Point placement records:
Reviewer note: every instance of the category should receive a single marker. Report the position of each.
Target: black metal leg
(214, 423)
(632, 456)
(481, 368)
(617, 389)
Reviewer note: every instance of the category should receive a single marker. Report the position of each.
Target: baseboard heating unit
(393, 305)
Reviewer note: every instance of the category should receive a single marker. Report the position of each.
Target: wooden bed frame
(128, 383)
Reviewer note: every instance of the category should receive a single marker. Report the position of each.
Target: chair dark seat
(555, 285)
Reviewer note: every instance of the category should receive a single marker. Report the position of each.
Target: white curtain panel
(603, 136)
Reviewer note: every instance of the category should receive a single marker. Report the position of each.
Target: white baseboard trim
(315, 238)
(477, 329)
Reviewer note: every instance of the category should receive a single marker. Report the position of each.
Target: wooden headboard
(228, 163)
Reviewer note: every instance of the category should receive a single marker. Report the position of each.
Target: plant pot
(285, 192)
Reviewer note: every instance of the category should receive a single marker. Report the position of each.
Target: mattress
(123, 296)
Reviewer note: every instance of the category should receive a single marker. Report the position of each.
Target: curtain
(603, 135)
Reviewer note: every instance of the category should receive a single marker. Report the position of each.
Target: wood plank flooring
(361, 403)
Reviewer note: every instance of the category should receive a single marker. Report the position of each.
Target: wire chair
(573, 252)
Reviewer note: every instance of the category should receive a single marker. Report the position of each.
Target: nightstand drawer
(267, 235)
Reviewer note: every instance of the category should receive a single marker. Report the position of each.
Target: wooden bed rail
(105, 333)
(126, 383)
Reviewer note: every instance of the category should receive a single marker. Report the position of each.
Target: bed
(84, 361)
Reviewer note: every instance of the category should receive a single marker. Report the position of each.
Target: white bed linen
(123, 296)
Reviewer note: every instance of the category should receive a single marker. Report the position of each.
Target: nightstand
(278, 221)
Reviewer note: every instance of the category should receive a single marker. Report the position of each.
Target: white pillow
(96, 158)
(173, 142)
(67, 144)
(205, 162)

What you need to do:
Please set down each line of the records exactly as given.

Result for this exercise:
Reviewer note: every instance of the category should receive a single marker. Report the position of each.
Target: black metal leg
(214, 423)
(632, 456)
(481, 368)
(617, 389)
Reviewer note: every instance of the category should receive a single marker. Report the position of each.
Target: baseboard heating unit
(393, 305)
Reviewer note: every instance of the category should receive a single marker. Report the position of each.
Target: wooden bed frame
(128, 383)
Reviewer note: every instance of the category should receive a single marker. Report the position of each.
Target: chair dark seat
(555, 285)
Reviewer note: every instance of the category should receive a single marker. Report the position of each.
Target: white curtain panel
(603, 136)
Reviewer note: every instance of the category should receive a single marker. Report the position of each.
Target: white baseboard trim
(315, 238)
(477, 329)
Reviewer note: every instance of the category should receive a single marker. Report the position of each.
Target: wooden headboard
(228, 163)
Reviewer note: every instance of the category should receive a single marker. Report the position of each.
Target: plant pot
(285, 192)
Reviewer note: every instance of the category should receive a single marker. Report the position of each.
Target: mattress
(123, 296)
Reviewer note: every instance of the category should receive a single marker. Report the position of each.
Target: curtain
(603, 135)
Reviewer note: every instance of the category should receive a single marker. Report the position of each.
Target: wood plank flooring
(361, 403)
Reviewer note: every instance of the category should receive a single marker. Report the position of each.
Target: wire chair
(573, 252)
Reviewer note: every instance of the category should receive a single marker. Report the position of each.
Target: nightstand drawer
(267, 235)
Reviewer note: every instance of the category should receive a single marker. Report the position of each.
Target: wooden bed rail
(105, 333)
(126, 383)
Reviewer note: every instance of the category should receive a single marker. Report the position of each.
Target: bed
(84, 361)
Reviewer note: every instance of the category should receive a single marker. Report the position of each.
Target: white bed linen
(123, 296)
Reviewer note: every instance of the category should receive a single marker. Report the position of each.
Target: nightstand
(278, 221)
Reviewer note: every instance of the category should receive a single marker. Report the position of each.
Target: white pillow
(96, 158)
(173, 142)
(67, 144)
(205, 162)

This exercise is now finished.